Singapore: As new dine-in ban looms, eateries, retailers reiterate call for help with rents and wages
FOOD and beverage (F&B) and other services businesses appear desperate for help, as Singapore headed into its third dine-in ban since the Covid-19 pandemic began.
Representatives from the industry reiterated calls for deeper support on Wednesday, as stricter curbs take their toll on eateries and retailers – including many small businesses.
Rents, wage costs and loans remained bugbears for the Association of Small & Medium Enterprises, Restaurant Association of Singapore (RAS), Singapore Retailers Association (SRA) and Singapore Tenants United for Fairness (SGTUFF).
“Businesses who have managed to survive thus far are burdened by the loss of revenue and their ability to sustain jobs and afford rentals, the two largest cost components of businesses in retail, F&B and services,” the associations said in a joint statement.
Besides wage support, the Alliance of Frontline Business Trade Associations has asked for an extension of a bank loan principal moratorium to June 2022, as well as “timely rental rebates commensurate with revenue impact”.
The wish list was unveiled at a press conference on Wednesday afternoon, a day after plans to resume Phase 2 (Heightened Alert) restrictions from July 22 to Aug 18.
Meanwhile, the SRA went one step further, in a separate statement sent to the media.
It urged a mandatory rental rebate of at least 50 per cent for as long as the tightened measures are in place, and a waiver of all foreign worker levies until end-2021.
The association’s proposal breaks with previous foreign levy waivers offered during the pandemic – which excluded the services industries. Those earlier waivers were only for work permit holders in the construction, marine shipyard and process sectors.
Still, Andrew Kwan, president of the RAS, told reporters that services firms are “really at a point where reserves for a lot of them have been fully exhausted”.
“So, if the industry was left to its own devices, I think the reading is that many, many would face a shutdown,” he added, while warning that job losses would follow.
Similarly, Terence Yow, chairman of tenant lobby group SGTUFF, said that rental and wage support “could be the last chance or ability for us to hold out”. He estimated that 10 per cent to 20 per cent of what he called “frontline businesses” have already shut.
“What we are asking for is a ‘proportionate to sales decline’ rental rebate – meaning, if your sales have dropped by 50 per cent, we are asking for landlords to then reduce gross rentals by 50 per cent. So it’s very fair because it’s not an arbitrary number.”
Labour accounted for between 36.5 per cent and 49.8 per cent of business costs for retail and F&B firms in 2019, according to a report from the Ministry of Trade and Industry last year, while rents made up 21.2 per cent to 34.8 per cent of their costs.
Finance Minister Lawrence Wong on Tuesday already promised “a support package to all affected businesses and workers” – similar to the bailout of almost S$900 million offered the previous round of Phase 2 (Heightened Alert) in May and June.
Eateries and other businesses that had to suspend operations during that period enjoyed a higher tier of wage subsidies, at 50 per cent, while retailers were offered 30 per cent relief under the Jobs Support Scheme.
The Monetary Authority of Singapore in June also extended support measures, such as a deferment of principal payments, for small businesses.
The relief on offer included applications for deferment of 80 per cent of principal payments until end-September, and appeals for restructuring of small and medium-sized enterprise loans until end-December.
But “this is expected to be the final extension of the industry-wide support measures”, the central bank said at the time.

**STORED DATA:**
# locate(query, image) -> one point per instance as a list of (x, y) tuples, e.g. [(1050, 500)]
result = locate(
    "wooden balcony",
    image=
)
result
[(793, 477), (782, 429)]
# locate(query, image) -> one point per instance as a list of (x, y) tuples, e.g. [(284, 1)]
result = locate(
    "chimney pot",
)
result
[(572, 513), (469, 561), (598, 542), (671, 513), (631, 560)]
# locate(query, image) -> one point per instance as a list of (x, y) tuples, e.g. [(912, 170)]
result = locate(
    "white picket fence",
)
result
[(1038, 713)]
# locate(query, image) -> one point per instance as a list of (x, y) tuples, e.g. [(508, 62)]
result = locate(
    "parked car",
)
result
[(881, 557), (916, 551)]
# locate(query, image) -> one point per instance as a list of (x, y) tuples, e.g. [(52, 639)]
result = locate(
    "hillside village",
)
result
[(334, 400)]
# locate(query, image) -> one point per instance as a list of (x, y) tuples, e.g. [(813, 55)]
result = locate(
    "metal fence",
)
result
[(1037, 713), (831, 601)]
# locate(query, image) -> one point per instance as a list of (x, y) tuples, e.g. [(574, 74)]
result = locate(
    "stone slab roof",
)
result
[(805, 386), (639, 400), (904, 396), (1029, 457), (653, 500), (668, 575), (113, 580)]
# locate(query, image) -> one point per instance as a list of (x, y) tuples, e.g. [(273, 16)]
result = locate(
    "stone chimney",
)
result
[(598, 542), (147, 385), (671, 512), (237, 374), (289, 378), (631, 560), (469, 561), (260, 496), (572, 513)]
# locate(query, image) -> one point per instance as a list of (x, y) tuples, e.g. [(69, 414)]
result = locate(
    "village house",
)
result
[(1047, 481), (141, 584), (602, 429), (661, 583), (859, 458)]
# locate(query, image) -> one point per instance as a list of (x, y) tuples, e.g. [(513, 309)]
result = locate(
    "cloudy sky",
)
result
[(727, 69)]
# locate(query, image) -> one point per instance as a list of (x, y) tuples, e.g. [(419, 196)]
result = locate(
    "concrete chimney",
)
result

**TASKS TO COMPLETE:**
(a) From the dine-in ban article, extract the part that opens with the words containing "Eateries and other" and closes with "at the time.".
(b) Answer these questions from the dine-in ban article:
(i) To what month and year did the Alliance of Frontline Business Trade Associations ask for the bank loan principal moratorium to be extended?
(ii) What share of retail and F&B firms' costs did rents make up in 2019?
(iii) What rate of relief were retailers offered under the Jobs Support Scheme?
(c) Translate this sentence from the dine-in ban article into Spanish: "The Monetary Authority of Singapore in June also extended support measures, such as a deferment of principal payments, for small businesses."

**TASK RESPONSES:**
(a)
Eateries and other businesses that had to suspend operations during that period enjoyed a higher tier of wage subsidies, at 50 per cent, while retailers were offered 30 per cent relief under the Jobs Support Scheme.
The Monetary Authority of Singapore in June also extended support measures, such as a deferment of principal payments, for small businesses.
The relief on offer included applications for deferment of 80 per cent of principal payments until end-September, and appeals for restructuring of small and medium-sized enterprise loans until end-December.
But “this is expected to be the final extension of the industry-wide support measures”, the central bank said at the time.

(b)
(i) June 2022
(ii) 21.2 per cent to 34.8 per cent
(iii) 30 per cent

(c) En junio, la Autoridad Monetaria de Singapur también amplió las medidas de apoyo para las pequeñas empresas, como el aplazamiento de los pagos de capital.